Records from a data source:
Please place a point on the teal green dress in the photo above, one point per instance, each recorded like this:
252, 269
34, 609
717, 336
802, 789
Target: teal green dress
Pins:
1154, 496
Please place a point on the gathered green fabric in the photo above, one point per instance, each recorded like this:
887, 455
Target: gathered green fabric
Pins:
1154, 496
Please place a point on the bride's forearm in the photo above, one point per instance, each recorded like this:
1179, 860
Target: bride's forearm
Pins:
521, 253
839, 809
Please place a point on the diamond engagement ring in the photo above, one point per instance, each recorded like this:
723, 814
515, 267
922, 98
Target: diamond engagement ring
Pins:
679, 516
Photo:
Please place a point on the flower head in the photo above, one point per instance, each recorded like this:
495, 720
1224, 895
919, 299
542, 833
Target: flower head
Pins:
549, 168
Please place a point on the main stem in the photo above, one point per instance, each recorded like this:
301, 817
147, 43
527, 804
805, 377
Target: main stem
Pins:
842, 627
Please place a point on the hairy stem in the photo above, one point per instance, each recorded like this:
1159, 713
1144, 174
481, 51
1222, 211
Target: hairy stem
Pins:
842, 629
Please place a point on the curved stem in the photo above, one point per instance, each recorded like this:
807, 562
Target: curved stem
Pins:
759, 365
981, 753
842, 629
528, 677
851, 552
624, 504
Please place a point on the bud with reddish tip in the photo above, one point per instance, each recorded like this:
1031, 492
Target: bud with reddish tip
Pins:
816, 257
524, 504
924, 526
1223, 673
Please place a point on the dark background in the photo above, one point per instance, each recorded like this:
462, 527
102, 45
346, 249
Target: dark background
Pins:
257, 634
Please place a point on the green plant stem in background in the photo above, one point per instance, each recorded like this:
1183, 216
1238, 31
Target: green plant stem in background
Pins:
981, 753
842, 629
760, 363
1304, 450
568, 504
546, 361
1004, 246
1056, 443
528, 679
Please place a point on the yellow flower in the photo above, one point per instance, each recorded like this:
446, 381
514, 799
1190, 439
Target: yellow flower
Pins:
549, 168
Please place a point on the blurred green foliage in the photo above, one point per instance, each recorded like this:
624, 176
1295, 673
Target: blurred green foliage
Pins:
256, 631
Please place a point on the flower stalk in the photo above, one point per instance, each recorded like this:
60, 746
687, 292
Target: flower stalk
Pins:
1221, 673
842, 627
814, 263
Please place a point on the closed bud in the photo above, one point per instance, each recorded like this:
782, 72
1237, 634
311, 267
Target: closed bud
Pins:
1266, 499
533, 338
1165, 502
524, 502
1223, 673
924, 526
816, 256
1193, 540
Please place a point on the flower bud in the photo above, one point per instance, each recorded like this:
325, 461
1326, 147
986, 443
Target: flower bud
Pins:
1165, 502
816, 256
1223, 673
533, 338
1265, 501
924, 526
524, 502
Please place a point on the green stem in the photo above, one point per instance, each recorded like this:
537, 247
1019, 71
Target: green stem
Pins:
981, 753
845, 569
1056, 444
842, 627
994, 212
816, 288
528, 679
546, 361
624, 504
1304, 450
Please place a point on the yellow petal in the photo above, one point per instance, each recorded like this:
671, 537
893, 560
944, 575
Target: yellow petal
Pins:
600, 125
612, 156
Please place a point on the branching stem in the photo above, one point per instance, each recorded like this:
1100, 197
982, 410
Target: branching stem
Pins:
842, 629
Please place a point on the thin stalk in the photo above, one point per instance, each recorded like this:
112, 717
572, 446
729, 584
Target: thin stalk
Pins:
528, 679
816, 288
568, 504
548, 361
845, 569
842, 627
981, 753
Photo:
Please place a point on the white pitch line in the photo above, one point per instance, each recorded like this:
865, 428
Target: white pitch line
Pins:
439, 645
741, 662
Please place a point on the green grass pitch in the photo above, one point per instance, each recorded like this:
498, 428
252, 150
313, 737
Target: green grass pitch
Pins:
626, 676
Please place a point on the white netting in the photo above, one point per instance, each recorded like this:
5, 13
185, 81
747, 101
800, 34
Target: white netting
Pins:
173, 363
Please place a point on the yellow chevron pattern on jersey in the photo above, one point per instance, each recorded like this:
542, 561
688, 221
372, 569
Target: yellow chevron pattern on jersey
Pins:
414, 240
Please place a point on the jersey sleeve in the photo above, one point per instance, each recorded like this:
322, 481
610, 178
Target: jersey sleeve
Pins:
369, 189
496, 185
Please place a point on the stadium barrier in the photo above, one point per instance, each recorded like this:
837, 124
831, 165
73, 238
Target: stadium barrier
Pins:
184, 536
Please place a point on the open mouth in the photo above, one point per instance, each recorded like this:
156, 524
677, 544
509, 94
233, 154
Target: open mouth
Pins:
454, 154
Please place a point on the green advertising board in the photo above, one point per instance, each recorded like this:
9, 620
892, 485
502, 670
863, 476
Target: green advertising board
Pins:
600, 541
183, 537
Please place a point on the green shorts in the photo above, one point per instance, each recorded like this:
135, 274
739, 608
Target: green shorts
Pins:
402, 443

PROBLEM REQUIREMENTS: Reproduce verbatim the lines of the material beginning with the line containing "Please place a point on the green advertising" and continuing through the final line of the material.

CORRECT OUTPUT:
Please place a point on the green advertising board in the photo above, one point per instance, each recorded like this:
9, 620
892, 485
502, 670
863, 476
Target: green advertising board
Pins:
600, 541
183, 537
Please place a point on the green shorts in the photo above, one point per instance, each recorded like this:
135, 274
739, 608
Target: green shorts
Pins:
402, 443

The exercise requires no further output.